● **EXERCISE DETAILS**: Below are lines of data, and only some are wanted. Please repeat exactly those from the line that has "Locate the blue" through the line that has "Locate the dark".

(Dataset entries)
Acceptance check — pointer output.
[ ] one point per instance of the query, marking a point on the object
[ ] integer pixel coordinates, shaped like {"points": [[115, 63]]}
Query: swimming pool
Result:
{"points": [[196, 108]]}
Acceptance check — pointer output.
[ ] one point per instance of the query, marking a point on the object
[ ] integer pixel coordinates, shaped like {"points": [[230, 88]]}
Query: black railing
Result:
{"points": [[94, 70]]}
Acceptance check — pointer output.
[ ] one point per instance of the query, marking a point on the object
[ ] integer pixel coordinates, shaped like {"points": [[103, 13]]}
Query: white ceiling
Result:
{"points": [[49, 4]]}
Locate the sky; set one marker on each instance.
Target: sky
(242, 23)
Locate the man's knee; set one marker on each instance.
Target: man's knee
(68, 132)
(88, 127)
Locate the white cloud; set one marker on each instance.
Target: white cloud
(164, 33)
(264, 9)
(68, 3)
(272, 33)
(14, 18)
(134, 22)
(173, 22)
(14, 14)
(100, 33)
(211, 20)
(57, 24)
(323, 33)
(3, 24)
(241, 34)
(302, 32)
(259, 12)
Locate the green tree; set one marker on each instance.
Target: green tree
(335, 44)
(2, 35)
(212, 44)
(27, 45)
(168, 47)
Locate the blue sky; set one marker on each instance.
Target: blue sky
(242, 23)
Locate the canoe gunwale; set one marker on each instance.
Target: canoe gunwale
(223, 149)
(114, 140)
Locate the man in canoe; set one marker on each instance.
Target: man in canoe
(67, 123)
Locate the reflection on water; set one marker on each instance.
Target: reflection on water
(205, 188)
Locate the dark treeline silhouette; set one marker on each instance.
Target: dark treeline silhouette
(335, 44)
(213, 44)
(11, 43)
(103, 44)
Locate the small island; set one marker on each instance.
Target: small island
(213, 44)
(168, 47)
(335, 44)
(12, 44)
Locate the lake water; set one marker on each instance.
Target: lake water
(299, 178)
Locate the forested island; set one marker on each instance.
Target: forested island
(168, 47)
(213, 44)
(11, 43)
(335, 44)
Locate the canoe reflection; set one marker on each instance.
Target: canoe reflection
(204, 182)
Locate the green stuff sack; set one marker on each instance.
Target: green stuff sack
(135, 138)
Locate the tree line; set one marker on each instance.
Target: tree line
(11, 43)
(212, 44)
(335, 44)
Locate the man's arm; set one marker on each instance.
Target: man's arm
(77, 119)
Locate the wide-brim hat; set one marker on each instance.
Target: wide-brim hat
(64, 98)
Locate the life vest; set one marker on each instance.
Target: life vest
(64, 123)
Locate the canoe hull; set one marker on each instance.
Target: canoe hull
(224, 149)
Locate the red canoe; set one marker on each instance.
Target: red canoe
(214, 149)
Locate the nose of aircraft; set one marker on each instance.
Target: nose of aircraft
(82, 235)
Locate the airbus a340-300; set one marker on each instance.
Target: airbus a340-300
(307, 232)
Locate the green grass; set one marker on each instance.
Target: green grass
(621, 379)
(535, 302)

● **OUTPUT FOR THIS EXERCISE**:
Locate the blue sky; set one marker on each instance.
Target: blue sky
(242, 23)
Locate the canoe gunwale; set one marker on each instance.
Target: canoe gunwale
(223, 149)
(114, 140)
Locate the man in canoe; set one marker on each instance.
Target: man in canoe
(67, 123)
Locate the reflection on water; set one marker on each instance.
Target: reflection on water
(205, 188)
Locate the dark treeline silhouette; set one marker on each instance.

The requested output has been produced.